↓↓↓
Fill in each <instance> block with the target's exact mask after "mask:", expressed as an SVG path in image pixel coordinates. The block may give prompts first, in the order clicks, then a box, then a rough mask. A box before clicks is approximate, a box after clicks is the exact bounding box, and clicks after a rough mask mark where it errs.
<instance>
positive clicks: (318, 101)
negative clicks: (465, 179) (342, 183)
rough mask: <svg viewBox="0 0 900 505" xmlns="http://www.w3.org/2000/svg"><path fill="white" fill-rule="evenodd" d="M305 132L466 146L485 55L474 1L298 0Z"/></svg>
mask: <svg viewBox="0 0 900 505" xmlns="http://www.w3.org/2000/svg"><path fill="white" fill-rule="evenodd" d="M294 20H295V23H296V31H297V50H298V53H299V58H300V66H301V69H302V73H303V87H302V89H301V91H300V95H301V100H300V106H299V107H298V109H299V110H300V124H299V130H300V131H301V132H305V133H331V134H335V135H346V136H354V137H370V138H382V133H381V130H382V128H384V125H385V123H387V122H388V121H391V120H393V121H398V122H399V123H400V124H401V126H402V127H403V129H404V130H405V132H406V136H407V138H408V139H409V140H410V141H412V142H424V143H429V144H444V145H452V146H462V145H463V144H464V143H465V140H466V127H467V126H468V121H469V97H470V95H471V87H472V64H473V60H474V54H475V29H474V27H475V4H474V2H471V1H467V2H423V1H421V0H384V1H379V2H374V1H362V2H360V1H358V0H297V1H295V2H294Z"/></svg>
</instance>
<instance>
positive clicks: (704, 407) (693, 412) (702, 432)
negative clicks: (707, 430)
↑↑↑
Write out the whole listing above word for word, from its first line through its last.

Fill in each <instance> block with the target's exact mask after "mask:", expressed as an SVG path in image pixel coordinates. The block may give prompts first, in the order clicks, then a box, then a rough mask. A box before clicks is approximate, a box after clicks is the exact bounding box, and clicks after a rough mask mark where it errs.
<instance>
positive clicks: (318, 101)
negative clicks: (465, 179) (342, 183)
rough mask: <svg viewBox="0 0 900 505" xmlns="http://www.w3.org/2000/svg"><path fill="white" fill-rule="evenodd" d="M305 132L466 146L485 55L474 1L298 0Z"/></svg>
mask: <svg viewBox="0 0 900 505" xmlns="http://www.w3.org/2000/svg"><path fill="white" fill-rule="evenodd" d="M294 20H295V23H296V31H297V50H298V53H299V58H300V66H301V69H302V73H303V87H302V89H301V91H300V95H301V100H300V106H299V107H298V109H299V110H300V124H299V130H300V131H301V132H305V133H331V134H335V135H346V136H354V137H370V138H382V133H381V130H382V128H384V125H385V123H387V122H388V121H391V120H393V121H398V122H399V123H400V124H401V126H402V127H403V129H404V130H405V132H406V136H407V138H408V139H409V140H410V141H412V142H424V143H429V144H444V145H452V146H462V145H463V144H464V143H465V140H466V127H467V126H468V121H469V97H470V95H471V87H472V64H473V60H474V54H475V29H474V27H475V4H474V2H471V1H467V2H423V1H421V0H384V1H379V2H374V1H362V2H360V1H358V0H297V1H295V2H294Z"/></svg>
</instance>
<instance>
positive clicks: (704, 407) (693, 412) (702, 432)
negative clicks: (707, 430)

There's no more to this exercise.